(TAREFA 1) No texto sobre a medicalização, por que a autora diz que a situação é ainda pior para as crianças? Responda em uma a três frases.
(TAREFA 2) Prossiga com o texto sobre a medicalização a partir da última frase mostrada.

(TRECHO ESCOLHIDO)
+++

Por Maria Helena Masquetti*
Sem dúvida, os avanços da medicina têm nos aliviado de dores que, como virou moda dizer, ninguém merece. No entanto, nestes tempos de tantos confortos à venda, outras dores que provavelmente estariam cumprindo a função de comunicar algo que, no íntimo das pessoas, mereceria ser acolhido, suprido ou tão somente levado em conta, vêm sendo medicadas precipitadamente, focando-se mais a doença do que a pessoa. Assim, mesmo situações comuns do nível de uma entrevista de emprego, uma perda financeira ou uma decepção amorosa chegam a ser motivo para o uso de algum psicofármaco.
A começar pelo medo, sua existência em nossas vidas se torna cada vez mais incômoda. Despreza-se, por exemplo, o fato dele balizar a importância dos nossos desafios, de nos proteger de atos arriscados ou pelo menos de sinalizar que simplesmente estamos diante de uma experiência sem referência prévia em nossa memória. Do mesmo modo, a ansiedade, a tristeza e a solidão, entre outros sentimentos, vão sendo, pouco a pouco, enquadrados na categoria de transtornos emocionais. Mesmo para aqueles que vejam razões para considerar sua realidade uma droga, aliviar imediatamente um sintoma pode, isto sim, adiar sua solução ou fazer cessar um grito por algum direito negado, um velho nó na garganta ou um desencanto pela espera de algo que não pôde ser.
Mas, se é tão delicado pensar em tudo isso em relação a pessoas adultas, pior ainda para as crianças que, justamente por estarem em formação, não têm como compreender, explicar e muito menos avaliar seu eventual comportamento inadequado. E, a partir daí, já se pode fazer a pergunta: inadequado para quem? Geralmente nos comovemos ao ouvir sobre tantos gênios que foram considerados alunos problema até que pudessem expressar seus talentos. Porém, em geral, a intolerância à frustração – bem típica de nossa época – de não se ter um aluno ou filho “exemplar” tem apontado para muitos pais, educadores e, claro, médicos, a saída pelo já famoso diagnóstico do TDAH – Transtorno do Déficit de Atenção e Hiperatividade. Em números, essa febre da medicalização está representada pelo aumento de 75% no consumo do metilfenidato (Ritalina) entre 2009 e 2011* como forma de restabelecer a concentração das crianças entre 6 e 16 anos.

+++

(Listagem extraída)

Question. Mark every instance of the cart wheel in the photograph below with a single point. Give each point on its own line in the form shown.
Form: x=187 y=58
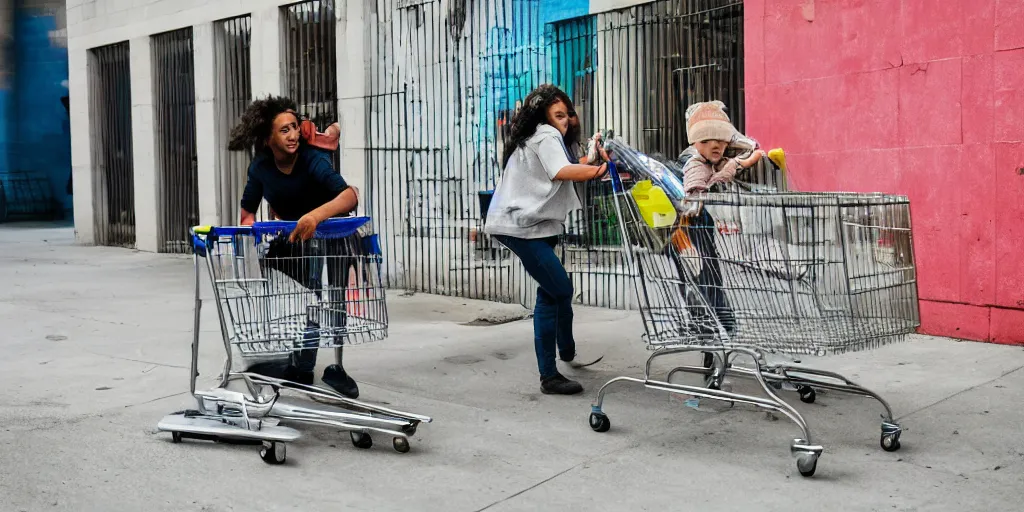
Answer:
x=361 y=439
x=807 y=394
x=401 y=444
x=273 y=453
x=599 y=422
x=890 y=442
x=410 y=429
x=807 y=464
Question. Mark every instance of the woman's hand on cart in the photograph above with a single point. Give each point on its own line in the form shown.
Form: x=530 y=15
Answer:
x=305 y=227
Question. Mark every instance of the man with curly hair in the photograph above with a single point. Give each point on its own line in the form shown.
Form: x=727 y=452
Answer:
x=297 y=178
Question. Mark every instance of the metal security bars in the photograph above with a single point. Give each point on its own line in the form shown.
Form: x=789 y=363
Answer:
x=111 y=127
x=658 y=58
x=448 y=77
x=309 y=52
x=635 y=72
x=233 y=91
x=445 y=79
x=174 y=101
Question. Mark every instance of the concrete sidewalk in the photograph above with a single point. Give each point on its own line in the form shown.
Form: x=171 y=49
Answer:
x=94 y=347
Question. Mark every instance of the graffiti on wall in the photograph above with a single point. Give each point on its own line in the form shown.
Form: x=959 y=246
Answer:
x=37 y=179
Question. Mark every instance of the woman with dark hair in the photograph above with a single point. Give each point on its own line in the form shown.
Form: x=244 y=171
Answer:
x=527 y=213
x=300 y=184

+++

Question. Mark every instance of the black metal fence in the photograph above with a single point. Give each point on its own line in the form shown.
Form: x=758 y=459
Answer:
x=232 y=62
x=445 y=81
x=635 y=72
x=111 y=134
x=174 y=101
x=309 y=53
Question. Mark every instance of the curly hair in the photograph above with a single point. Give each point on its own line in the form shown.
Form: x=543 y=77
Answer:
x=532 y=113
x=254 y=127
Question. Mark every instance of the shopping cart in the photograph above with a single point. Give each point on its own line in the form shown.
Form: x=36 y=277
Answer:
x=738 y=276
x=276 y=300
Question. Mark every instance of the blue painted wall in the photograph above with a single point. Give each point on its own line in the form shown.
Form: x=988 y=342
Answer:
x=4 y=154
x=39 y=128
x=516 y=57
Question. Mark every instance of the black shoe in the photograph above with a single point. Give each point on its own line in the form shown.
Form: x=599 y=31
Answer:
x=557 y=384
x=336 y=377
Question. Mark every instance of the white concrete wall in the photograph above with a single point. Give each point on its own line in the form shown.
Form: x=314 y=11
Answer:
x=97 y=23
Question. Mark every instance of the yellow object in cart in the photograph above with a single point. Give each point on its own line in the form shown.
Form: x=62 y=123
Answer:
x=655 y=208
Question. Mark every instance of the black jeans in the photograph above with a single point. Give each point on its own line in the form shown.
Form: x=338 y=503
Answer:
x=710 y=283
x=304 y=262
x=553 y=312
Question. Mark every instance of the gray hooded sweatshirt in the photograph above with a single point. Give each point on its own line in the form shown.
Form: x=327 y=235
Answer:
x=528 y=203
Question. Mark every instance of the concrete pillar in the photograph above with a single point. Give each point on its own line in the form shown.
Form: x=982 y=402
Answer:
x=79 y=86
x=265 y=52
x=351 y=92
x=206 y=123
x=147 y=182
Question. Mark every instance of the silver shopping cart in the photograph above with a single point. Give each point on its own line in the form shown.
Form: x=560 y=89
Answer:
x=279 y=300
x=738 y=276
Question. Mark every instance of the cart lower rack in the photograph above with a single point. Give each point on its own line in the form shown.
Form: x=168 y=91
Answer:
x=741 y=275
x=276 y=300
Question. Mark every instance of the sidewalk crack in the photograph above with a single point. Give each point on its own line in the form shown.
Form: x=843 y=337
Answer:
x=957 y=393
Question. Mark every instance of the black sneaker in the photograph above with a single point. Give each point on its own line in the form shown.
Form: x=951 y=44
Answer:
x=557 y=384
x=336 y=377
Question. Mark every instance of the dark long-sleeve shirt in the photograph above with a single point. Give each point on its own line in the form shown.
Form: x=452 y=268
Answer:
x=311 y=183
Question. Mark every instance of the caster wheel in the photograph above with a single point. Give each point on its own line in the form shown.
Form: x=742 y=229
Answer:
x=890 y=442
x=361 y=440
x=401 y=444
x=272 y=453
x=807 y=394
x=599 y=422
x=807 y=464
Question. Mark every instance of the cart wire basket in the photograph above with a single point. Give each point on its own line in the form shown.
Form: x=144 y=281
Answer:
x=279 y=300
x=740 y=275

+++

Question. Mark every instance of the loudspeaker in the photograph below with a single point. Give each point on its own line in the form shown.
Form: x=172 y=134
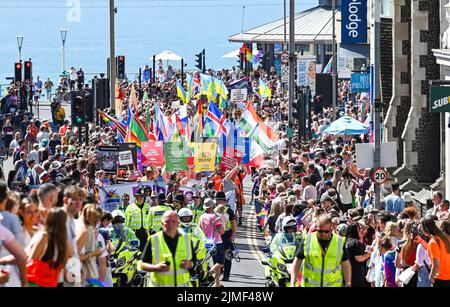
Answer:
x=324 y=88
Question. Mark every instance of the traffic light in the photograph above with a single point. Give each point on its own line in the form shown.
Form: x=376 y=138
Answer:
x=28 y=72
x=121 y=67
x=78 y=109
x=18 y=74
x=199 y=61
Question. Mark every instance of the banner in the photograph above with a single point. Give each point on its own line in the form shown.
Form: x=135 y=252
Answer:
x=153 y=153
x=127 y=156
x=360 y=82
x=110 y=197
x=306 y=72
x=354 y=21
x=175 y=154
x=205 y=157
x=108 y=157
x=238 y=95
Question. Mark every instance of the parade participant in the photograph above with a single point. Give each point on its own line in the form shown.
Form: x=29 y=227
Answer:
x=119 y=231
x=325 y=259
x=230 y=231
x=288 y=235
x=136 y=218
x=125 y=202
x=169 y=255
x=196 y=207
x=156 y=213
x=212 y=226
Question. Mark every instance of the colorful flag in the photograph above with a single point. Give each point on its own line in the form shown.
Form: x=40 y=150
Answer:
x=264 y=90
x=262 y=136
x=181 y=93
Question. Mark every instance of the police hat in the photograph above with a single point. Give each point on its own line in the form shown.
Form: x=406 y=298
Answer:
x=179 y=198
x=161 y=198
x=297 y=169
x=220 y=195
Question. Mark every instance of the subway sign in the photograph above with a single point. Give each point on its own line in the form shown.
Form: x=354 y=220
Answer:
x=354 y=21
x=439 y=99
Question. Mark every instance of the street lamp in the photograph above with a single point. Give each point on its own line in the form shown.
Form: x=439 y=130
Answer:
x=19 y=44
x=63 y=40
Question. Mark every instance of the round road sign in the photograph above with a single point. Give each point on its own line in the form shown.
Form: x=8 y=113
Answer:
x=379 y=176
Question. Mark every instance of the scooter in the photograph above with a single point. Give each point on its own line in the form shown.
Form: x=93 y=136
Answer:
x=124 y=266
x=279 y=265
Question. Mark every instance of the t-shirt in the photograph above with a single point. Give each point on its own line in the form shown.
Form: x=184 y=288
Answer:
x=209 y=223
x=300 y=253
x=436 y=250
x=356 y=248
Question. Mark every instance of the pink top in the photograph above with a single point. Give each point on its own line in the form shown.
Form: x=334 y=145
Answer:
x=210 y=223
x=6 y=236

+++

(RESPOSTA 1) Porque as crianças ainda estão em formação. Por isso, não têm como compreender, explicar e muito menos avaliar um eventual comportamento inadequado.

(RESPOSTA 2)
Por que as crianças estariam tão inquietas? O que estariam querendo revelar com a relutância em ir para a escola ou estudar? Onde estariam vagando seus pensamentos no momento em que se desconcentraram da lição ou leitura? Salvo falhas neurológicas relevantes, as reações humanas respondem a algum motivo. Ter um filho obediente pode nos livrar de problemas que nem sempre estamos com tempo ou condições de lidar. Mas ao medicar uma criança antes que ela diga ao mundo a que veio, pode significar a perda de um dos capítulos mais determinantes de sua vida. E da nossa ao lado dela. “Ou feia ou bonita, ninguém acredita na criança real!”. Para a indústria farmacêutica, este trecho da música deve justificar sua overdose de lucros. Para nós, pode representar a chance de uma reflexão urgente sobre o futuro da infância. Pensar e mudar, é só começar.
– Dados do Boletim de Farmacoepidemiologia da Agência Nacional de Vigilância Sanitária (Anvisa), fev. 2013.
* Maria Helena Masquetti é graduada em Psicologia e Comunicação Social, possui especialização em Psicoterapia Breve e realiza atendimento clínico em consultório desde 1993. Exerceu a função de redatora publicitária durante 12 anos e hoje é psicóloga do Instituto Alana.